### AIM OF THE TASK:
Please reproduce the part of the Julia's House chief executive's diary between "Still buzzing from" and "preventing serious mishaps.", inclusive, word for word.

━━━ PROVIDED TEXT

Ever wondered what a week in the life of Julia’s House chief executive is like? Martin Edwards gives us a peek at his diary...
Still buzzing from last week’s Away Day, attended by 300 volunteers and staff. We only hold it every 18 months so we pack it with great talks from all areas of the charity. I never relax until my speech is over - I was on last, so I was on pins from start to finish! But it really worked as a motivational day.
Later I finish writing a key document for our Nurses, summarizing the learning from an incident in a children’s hospice elsewhere in the UK. It’s important that we learn from each other and we are vigilant in preventing serious mishaps.
I am negotiating our support contract with the local GP surgery. They provide a weekly visiting service to our Dorset hospice. The contract expires soon and we are seeking an extension! We are waiting for a hospital to weigh up if their doctors will take it over.
I also prepare my speech and auctioneering patter for tomorrow’s big fundraising event.

━━━━━━
━━━ INFORMATION

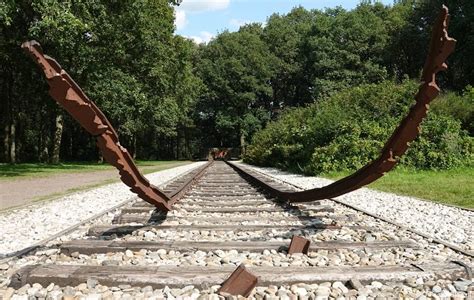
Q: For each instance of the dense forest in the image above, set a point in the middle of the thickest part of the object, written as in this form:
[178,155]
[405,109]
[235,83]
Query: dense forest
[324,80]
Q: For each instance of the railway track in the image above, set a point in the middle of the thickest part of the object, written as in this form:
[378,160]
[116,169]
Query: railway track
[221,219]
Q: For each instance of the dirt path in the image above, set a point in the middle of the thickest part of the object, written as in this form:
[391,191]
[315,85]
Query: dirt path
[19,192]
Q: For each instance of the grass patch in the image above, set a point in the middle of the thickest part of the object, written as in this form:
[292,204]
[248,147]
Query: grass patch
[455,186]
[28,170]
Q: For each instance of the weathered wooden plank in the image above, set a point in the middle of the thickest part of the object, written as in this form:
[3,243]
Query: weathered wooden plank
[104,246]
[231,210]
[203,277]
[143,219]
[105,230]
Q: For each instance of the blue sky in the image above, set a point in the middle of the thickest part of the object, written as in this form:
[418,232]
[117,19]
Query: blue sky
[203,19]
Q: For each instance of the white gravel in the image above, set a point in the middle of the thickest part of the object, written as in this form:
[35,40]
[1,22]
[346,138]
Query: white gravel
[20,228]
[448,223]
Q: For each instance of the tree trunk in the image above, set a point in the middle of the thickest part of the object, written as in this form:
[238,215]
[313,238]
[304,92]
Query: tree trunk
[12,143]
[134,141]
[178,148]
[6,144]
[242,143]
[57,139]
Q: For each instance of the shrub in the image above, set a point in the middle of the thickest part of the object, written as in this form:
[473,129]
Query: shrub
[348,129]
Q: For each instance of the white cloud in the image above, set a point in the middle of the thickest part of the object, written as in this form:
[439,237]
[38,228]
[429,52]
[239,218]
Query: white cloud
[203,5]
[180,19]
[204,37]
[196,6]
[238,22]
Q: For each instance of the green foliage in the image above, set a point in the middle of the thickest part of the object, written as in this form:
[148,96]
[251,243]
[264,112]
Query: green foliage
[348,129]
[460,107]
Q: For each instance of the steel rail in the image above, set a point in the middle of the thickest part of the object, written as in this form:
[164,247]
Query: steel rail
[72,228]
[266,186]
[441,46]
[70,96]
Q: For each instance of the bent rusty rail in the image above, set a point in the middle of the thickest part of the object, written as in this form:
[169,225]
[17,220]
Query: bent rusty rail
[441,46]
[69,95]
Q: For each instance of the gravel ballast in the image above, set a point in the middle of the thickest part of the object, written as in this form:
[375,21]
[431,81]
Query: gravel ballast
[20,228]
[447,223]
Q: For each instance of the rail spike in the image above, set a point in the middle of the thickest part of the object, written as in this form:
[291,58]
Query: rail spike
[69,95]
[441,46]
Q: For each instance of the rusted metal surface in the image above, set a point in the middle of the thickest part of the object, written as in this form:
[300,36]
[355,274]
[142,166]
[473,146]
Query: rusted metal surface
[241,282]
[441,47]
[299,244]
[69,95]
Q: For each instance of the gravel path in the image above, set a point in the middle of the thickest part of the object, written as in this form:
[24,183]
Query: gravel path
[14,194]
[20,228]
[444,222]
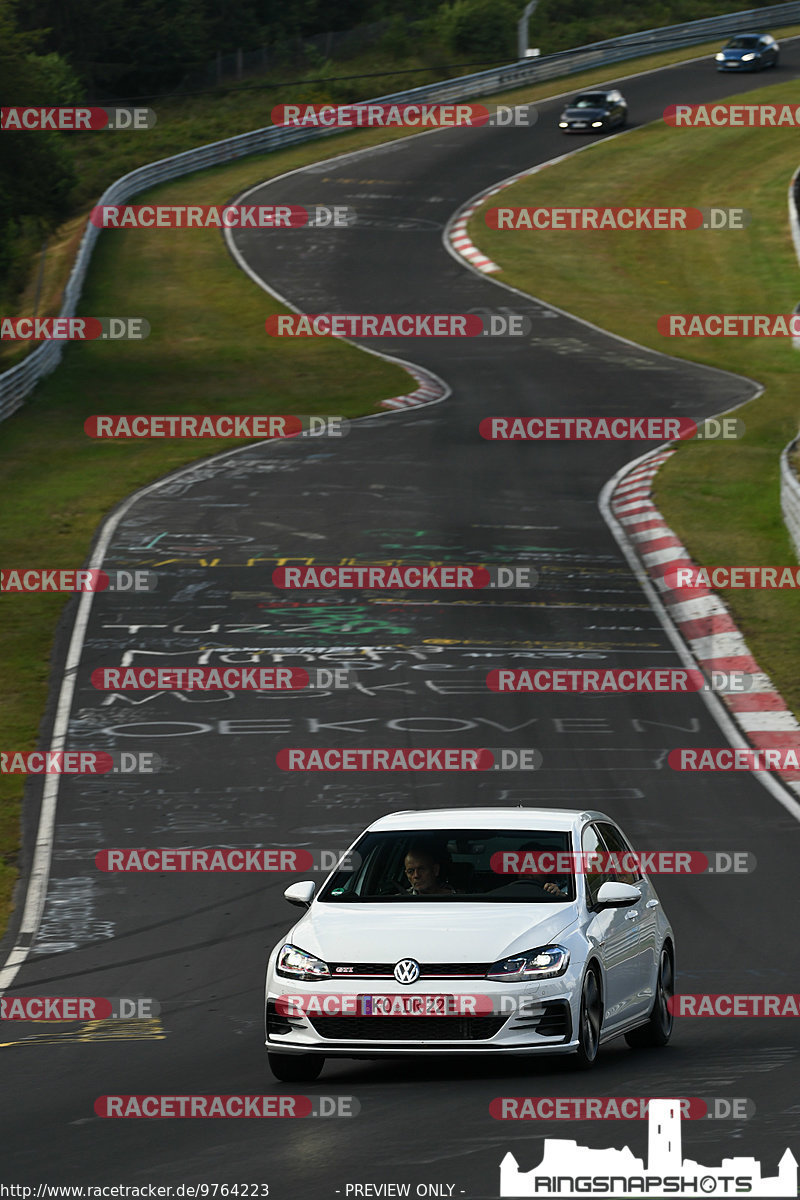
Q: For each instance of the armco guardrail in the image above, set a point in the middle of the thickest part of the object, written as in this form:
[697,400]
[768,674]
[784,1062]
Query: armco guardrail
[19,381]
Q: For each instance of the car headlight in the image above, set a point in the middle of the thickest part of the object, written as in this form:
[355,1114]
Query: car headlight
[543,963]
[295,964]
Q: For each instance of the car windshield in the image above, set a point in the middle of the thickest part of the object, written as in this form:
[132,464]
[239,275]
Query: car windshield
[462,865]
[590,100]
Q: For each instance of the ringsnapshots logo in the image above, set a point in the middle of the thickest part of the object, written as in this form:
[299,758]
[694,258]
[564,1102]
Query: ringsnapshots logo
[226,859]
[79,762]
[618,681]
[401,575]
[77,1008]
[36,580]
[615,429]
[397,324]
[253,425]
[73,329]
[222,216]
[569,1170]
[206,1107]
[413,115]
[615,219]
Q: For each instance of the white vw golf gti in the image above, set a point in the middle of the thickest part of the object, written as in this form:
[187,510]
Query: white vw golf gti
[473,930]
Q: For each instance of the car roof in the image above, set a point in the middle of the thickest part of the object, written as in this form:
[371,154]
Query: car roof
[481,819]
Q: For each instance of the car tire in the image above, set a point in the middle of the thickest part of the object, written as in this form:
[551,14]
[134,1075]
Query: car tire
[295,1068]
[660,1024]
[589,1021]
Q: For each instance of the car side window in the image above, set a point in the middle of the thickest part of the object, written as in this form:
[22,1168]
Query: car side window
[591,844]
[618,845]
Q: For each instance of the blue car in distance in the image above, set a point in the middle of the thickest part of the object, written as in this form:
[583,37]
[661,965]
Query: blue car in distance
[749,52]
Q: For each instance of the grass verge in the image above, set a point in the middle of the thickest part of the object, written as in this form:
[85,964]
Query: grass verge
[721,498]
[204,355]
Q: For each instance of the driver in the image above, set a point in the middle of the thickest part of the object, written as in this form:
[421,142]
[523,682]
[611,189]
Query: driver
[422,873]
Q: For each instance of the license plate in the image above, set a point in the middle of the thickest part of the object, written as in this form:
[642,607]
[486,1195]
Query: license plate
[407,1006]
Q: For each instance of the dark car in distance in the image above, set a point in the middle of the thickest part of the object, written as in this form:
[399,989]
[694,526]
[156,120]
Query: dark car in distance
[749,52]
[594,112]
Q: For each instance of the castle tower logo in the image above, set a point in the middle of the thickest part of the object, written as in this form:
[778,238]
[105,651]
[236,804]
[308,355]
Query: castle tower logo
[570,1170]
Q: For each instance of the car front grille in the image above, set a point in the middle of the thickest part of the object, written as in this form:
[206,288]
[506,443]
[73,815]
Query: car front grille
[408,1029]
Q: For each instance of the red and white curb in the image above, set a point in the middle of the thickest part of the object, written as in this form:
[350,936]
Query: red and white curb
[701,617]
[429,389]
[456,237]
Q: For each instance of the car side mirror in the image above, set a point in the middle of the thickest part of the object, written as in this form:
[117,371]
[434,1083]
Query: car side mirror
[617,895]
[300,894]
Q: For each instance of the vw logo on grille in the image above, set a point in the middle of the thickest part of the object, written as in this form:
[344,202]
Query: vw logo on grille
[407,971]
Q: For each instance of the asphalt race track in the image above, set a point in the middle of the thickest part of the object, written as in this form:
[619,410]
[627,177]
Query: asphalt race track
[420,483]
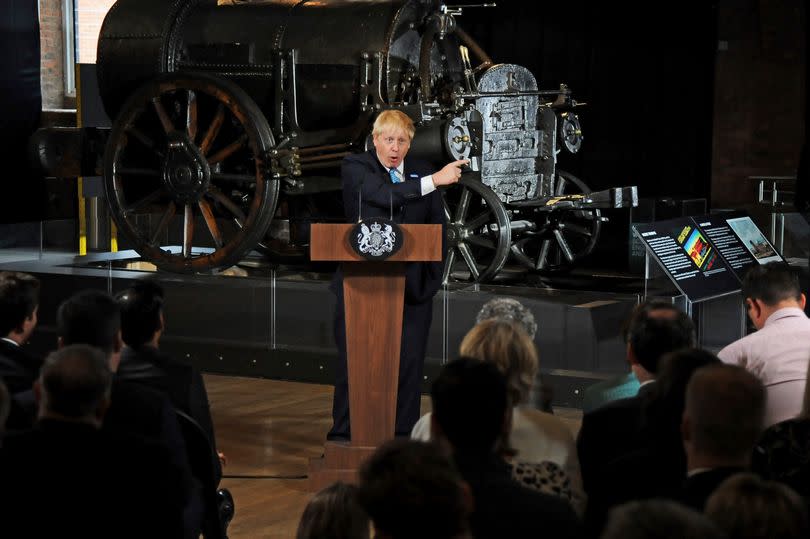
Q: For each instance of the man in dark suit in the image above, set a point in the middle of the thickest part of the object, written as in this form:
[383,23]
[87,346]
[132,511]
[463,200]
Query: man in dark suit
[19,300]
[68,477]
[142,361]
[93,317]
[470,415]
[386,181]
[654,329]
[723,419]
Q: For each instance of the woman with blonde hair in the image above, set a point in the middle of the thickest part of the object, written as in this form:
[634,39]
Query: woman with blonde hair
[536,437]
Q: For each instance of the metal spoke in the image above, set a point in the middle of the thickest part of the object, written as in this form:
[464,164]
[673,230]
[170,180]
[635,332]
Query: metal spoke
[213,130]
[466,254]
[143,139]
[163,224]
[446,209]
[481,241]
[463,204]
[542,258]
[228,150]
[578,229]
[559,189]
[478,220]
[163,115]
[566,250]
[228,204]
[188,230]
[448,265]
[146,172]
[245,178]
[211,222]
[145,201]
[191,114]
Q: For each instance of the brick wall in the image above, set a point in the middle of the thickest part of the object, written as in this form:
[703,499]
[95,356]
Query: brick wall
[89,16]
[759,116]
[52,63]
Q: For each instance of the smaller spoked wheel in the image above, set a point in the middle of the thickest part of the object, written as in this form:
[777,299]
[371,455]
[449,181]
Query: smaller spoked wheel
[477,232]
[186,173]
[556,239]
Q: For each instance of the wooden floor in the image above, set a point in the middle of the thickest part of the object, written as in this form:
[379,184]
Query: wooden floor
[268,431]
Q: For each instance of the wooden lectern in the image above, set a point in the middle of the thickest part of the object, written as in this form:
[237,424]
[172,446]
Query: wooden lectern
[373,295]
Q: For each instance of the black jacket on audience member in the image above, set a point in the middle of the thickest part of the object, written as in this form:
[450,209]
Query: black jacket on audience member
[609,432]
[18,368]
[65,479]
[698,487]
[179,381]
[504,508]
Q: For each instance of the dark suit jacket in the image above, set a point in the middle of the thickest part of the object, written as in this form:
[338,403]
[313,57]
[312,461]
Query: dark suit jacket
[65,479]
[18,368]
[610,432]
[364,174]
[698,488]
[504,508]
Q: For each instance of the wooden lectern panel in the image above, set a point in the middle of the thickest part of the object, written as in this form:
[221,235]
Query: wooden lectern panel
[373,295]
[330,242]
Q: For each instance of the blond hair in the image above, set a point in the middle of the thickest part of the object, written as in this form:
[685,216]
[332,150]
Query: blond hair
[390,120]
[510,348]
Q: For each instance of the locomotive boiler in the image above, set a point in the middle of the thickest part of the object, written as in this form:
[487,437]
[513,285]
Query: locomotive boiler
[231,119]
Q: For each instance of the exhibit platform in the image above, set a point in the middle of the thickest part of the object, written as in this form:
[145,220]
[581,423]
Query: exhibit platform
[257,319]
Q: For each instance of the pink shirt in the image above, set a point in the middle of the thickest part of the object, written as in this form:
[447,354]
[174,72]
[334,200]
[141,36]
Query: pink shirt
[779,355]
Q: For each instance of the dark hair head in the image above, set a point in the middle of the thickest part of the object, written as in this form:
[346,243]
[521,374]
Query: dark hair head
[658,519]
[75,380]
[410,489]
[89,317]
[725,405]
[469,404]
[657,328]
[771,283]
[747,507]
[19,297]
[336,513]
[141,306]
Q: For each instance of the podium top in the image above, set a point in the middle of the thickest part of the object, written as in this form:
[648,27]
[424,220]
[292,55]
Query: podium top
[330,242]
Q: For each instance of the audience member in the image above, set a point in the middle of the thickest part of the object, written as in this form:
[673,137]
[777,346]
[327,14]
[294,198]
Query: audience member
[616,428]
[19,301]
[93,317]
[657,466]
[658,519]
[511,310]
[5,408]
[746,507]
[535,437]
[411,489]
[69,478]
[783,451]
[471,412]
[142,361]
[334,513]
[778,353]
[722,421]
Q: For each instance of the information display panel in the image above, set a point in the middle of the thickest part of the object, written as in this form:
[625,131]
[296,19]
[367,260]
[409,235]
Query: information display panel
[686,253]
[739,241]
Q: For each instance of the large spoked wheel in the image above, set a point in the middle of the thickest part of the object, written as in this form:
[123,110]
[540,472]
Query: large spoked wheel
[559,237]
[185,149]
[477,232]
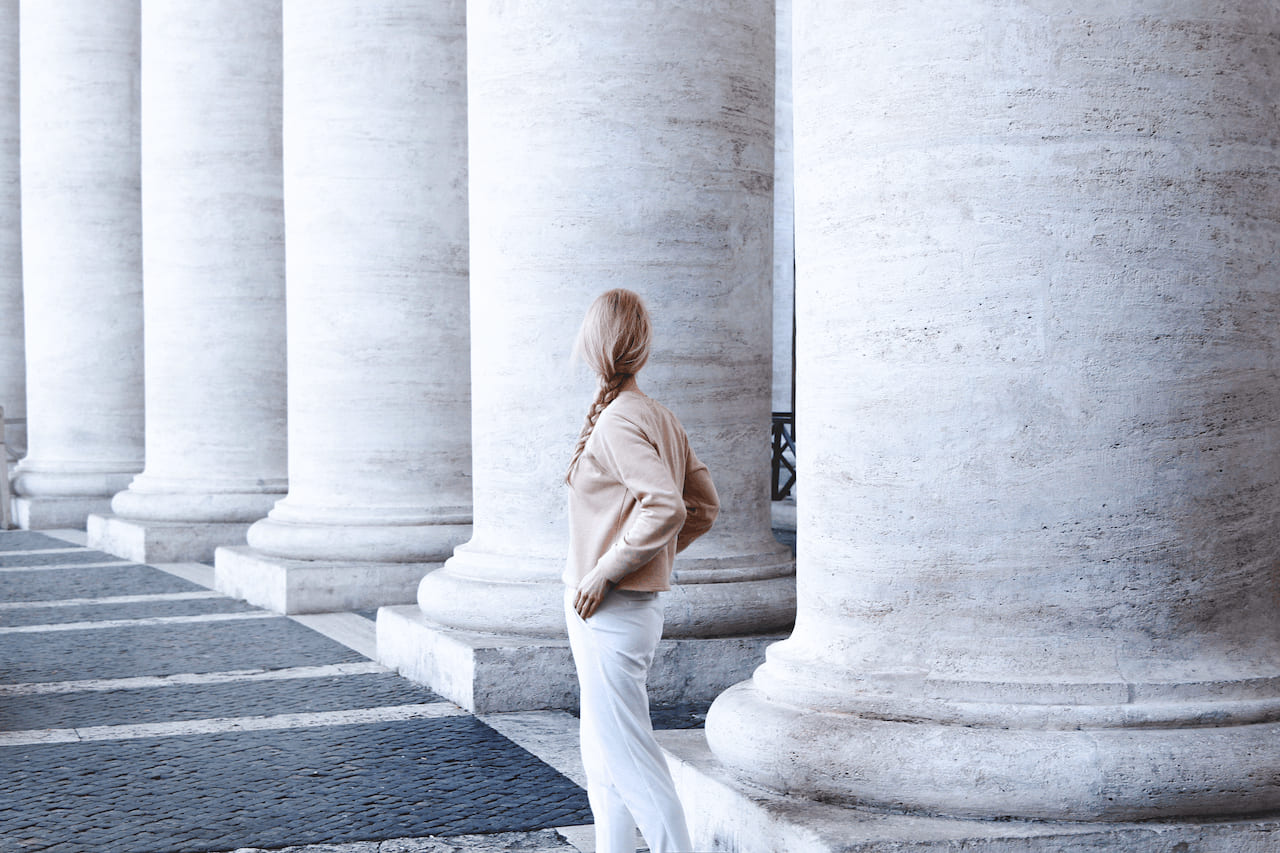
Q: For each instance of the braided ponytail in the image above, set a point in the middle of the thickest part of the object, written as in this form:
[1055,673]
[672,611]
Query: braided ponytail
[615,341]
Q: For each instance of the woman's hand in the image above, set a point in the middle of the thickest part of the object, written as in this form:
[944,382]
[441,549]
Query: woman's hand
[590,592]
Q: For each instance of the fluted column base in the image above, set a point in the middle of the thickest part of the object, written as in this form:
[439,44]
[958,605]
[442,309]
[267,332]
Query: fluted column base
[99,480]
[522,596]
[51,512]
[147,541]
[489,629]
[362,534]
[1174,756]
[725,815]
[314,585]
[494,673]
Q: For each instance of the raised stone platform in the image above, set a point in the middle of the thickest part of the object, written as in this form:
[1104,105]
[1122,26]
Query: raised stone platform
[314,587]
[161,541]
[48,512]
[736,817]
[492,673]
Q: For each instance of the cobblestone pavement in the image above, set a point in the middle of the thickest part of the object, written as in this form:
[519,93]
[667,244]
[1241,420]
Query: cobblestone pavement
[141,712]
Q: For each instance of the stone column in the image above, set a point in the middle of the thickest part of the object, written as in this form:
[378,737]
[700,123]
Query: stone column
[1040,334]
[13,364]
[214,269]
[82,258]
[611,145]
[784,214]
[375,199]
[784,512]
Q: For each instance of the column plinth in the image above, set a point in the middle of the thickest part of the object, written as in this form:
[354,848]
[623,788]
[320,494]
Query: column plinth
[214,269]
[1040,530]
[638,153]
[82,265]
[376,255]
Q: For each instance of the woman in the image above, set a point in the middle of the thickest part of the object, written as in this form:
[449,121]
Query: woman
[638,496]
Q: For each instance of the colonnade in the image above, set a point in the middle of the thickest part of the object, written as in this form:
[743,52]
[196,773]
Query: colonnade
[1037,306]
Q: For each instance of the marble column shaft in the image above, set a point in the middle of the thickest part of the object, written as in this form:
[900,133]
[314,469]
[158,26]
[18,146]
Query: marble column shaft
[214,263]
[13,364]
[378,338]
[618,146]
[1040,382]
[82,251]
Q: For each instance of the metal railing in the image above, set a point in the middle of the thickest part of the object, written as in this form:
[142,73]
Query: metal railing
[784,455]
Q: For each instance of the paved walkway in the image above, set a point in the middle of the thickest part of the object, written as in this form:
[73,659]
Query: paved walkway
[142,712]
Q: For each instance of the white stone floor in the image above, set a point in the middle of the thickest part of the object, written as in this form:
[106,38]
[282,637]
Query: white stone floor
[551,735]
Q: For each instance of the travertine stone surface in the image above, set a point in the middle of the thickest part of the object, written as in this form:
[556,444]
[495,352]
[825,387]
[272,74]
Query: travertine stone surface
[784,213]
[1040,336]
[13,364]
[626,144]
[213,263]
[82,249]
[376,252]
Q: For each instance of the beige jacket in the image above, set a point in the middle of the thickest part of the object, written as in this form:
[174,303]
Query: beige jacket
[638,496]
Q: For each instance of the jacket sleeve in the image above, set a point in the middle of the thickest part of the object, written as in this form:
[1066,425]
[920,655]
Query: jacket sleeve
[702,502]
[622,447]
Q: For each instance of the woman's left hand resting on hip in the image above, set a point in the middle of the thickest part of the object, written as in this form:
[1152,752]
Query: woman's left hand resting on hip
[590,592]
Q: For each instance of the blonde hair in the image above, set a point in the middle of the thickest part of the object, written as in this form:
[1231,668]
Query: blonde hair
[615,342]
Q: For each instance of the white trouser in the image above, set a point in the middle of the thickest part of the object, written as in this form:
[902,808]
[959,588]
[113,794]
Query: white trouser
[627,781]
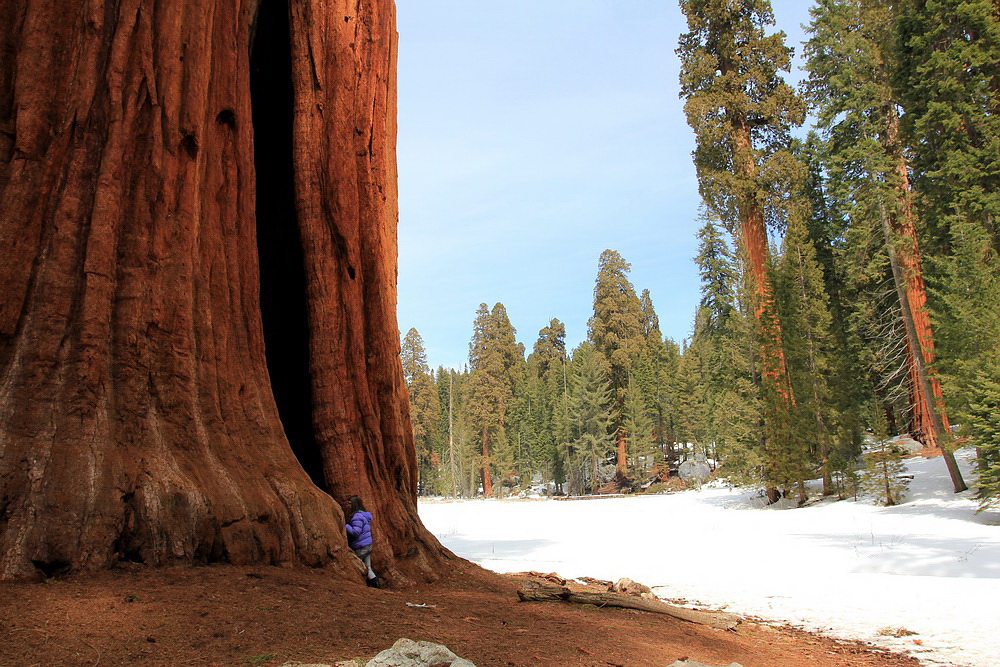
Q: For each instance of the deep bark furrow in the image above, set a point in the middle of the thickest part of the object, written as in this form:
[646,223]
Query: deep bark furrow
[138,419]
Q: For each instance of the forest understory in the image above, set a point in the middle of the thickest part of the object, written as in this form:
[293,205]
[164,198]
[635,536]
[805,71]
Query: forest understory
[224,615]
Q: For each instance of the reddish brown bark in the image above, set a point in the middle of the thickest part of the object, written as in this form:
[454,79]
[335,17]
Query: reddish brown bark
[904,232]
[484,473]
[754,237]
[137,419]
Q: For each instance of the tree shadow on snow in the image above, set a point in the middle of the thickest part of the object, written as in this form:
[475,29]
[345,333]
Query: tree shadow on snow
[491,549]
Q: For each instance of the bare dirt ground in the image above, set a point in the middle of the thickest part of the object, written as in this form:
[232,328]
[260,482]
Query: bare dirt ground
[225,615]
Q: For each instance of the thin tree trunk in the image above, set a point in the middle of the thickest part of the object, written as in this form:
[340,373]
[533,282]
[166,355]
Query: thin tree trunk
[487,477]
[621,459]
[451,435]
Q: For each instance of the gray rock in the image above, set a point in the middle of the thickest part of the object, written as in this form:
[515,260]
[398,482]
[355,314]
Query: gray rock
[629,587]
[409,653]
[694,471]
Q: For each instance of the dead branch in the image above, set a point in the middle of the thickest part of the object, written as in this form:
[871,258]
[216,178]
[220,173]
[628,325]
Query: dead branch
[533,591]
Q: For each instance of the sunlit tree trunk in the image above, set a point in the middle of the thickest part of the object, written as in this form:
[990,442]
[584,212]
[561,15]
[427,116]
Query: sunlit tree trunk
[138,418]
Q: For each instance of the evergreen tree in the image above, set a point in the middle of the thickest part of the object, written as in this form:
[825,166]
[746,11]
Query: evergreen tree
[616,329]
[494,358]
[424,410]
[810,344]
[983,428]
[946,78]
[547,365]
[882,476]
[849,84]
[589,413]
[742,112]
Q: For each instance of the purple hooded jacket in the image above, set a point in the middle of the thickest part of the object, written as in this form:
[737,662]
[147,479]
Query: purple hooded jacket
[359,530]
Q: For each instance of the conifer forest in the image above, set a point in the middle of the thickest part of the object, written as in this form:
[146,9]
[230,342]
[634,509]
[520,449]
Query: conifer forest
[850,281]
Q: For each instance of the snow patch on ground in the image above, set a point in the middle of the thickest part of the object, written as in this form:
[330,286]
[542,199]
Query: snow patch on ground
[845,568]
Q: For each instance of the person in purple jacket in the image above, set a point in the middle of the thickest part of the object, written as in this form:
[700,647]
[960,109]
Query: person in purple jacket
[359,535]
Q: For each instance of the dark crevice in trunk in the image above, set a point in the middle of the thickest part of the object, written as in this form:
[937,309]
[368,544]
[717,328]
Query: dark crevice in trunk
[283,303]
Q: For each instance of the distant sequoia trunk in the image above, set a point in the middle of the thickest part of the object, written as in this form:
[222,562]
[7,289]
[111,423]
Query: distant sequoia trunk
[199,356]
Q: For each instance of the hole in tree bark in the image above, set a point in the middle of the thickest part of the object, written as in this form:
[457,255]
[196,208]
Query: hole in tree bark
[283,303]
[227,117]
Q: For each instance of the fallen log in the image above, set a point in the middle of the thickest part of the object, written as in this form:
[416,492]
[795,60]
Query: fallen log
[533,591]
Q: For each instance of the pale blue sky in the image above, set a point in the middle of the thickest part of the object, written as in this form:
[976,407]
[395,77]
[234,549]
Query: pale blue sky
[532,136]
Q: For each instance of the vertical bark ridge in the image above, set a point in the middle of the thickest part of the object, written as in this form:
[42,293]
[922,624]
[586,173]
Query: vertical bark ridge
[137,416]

━━━━━━

### FINISHED TASK:
Still buzzing from last week’s Away Day, attended by 300 volunteers and staff. We only hold it every 18 months so we pack it with great talks from all areas of the charity. I never relax until my speech is over - I was on last, so I was on pins from start to finish! But it really worked as a motivational day.
Later I finish writing a key document for our Nurses, summarizing the learning from an incident in a children’s hospice elsewhere in the UK. It’s important that we learn from each other and we are vigilant in preventing serious mishaps.